• [WHAT YOU ARE ASKED TO DO]: Every line below should be repeated exactly.

** Start of RECORDS SUPPLIED **

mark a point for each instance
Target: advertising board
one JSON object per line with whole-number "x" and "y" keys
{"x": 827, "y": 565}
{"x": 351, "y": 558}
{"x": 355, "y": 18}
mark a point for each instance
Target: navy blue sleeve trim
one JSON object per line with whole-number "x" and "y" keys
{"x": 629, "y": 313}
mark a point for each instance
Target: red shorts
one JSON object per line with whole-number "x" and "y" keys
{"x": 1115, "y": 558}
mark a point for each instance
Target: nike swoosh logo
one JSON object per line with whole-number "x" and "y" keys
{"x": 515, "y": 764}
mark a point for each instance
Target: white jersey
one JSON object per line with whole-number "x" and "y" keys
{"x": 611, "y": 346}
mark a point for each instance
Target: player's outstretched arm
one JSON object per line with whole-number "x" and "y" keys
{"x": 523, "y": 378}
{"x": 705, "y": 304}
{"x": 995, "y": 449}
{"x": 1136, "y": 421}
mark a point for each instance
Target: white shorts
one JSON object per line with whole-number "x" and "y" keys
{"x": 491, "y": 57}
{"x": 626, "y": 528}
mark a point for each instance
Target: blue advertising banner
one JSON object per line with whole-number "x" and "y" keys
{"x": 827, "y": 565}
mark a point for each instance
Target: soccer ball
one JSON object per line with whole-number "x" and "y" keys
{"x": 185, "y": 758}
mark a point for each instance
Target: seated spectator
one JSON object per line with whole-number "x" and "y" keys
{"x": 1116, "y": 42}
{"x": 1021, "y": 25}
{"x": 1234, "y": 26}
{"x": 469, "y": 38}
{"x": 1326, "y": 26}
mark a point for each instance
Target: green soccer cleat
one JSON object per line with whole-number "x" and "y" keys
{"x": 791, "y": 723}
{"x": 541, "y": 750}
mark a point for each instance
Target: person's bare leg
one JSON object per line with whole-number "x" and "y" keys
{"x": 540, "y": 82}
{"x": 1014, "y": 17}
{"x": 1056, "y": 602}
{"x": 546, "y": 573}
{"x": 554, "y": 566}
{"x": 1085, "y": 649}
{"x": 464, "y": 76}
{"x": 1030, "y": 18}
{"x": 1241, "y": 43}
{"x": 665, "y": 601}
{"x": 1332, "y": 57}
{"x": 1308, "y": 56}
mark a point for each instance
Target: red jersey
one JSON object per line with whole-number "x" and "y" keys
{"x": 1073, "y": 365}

** End of RECORDS SUPPLIED **

• [RESULT BELOW]:
mark a point for each instance
Target: advertising board
one JSON object per line with whole-number "x" and "y" keys
{"x": 827, "y": 565}
{"x": 351, "y": 558}
{"x": 355, "y": 18}
mark a point for each instance
Target: navy blue sleeve trim
one JSON object per line with whole-number "x" and "y" keys
{"x": 629, "y": 313}
mark a point for each instance
Target: red shorts
one JSON object per line with whole-number "x" and "y" keys
{"x": 1115, "y": 558}
mark a point for each instance
Target: nike swoosh logo
one JSON object per line with whole-number "x" and "y" keys
{"x": 515, "y": 764}
mark a point for each instance
Target: white jersey
one JSON object per line with whole-number "x" and "y" keys
{"x": 611, "y": 346}
mark a point for each instance
Target: player's outstretched arm
one JSON object per line with whole-number "x" and "y" keys
{"x": 523, "y": 378}
{"x": 705, "y": 304}
{"x": 995, "y": 449}
{"x": 1136, "y": 421}
mark a point for each instance
Target: white shorts
one JSON object per line with whole-number "x" and "y" keys
{"x": 491, "y": 57}
{"x": 626, "y": 528}
mark a point for each instance
Target: blue advertising banner
one JSON object per line with whole-number "x" and "y" keys
{"x": 827, "y": 565}
mark a point for each instance
Target: soccer ball
one JSON object per line with whole-number "x" and "y" keys
{"x": 185, "y": 758}
mark a point for each instance
Target: seated spectator
one JSON object per line with whole-number "x" and "y" keys
{"x": 1116, "y": 42}
{"x": 1021, "y": 25}
{"x": 1234, "y": 26}
{"x": 469, "y": 38}
{"x": 1326, "y": 26}
mark a point for each instance
Target: green soccer cleat
one JSON object per line with whole-number "x" and "y" keys
{"x": 791, "y": 723}
{"x": 541, "y": 750}
mark a point for each instance
Target: person's bare leg
one JSON object per line with whole-number "x" and "y" keys
{"x": 540, "y": 82}
{"x": 1014, "y": 17}
{"x": 1056, "y": 602}
{"x": 546, "y": 573}
{"x": 554, "y": 566}
{"x": 1085, "y": 649}
{"x": 464, "y": 76}
{"x": 1030, "y": 18}
{"x": 1241, "y": 43}
{"x": 665, "y": 601}
{"x": 1332, "y": 57}
{"x": 1308, "y": 56}
mark a point for each instance
Target: red jersey
one JSON object per line with whole-number "x" and "y" keys
{"x": 1073, "y": 365}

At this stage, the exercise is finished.